Below are some records; reproduce them exactly.

◆ **Exercise material**:
%%

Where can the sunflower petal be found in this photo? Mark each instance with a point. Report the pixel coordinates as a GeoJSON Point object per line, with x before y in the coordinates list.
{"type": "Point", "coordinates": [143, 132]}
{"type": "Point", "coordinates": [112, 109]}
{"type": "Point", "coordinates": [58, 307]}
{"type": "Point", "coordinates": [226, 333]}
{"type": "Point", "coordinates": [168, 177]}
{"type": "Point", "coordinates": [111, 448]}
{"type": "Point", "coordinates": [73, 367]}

%%

◆ **Solution below**:
Where can the sunflower petal be found in this photo? Mark each instance with a point. Report the pixel coordinates as a GeoJSON Point object per line, with x before y in the coordinates list.
{"type": "Point", "coordinates": [143, 132]}
{"type": "Point", "coordinates": [112, 109]}
{"type": "Point", "coordinates": [58, 307]}
{"type": "Point", "coordinates": [226, 333]}
{"type": "Point", "coordinates": [168, 177]}
{"type": "Point", "coordinates": [111, 448]}
{"type": "Point", "coordinates": [73, 367]}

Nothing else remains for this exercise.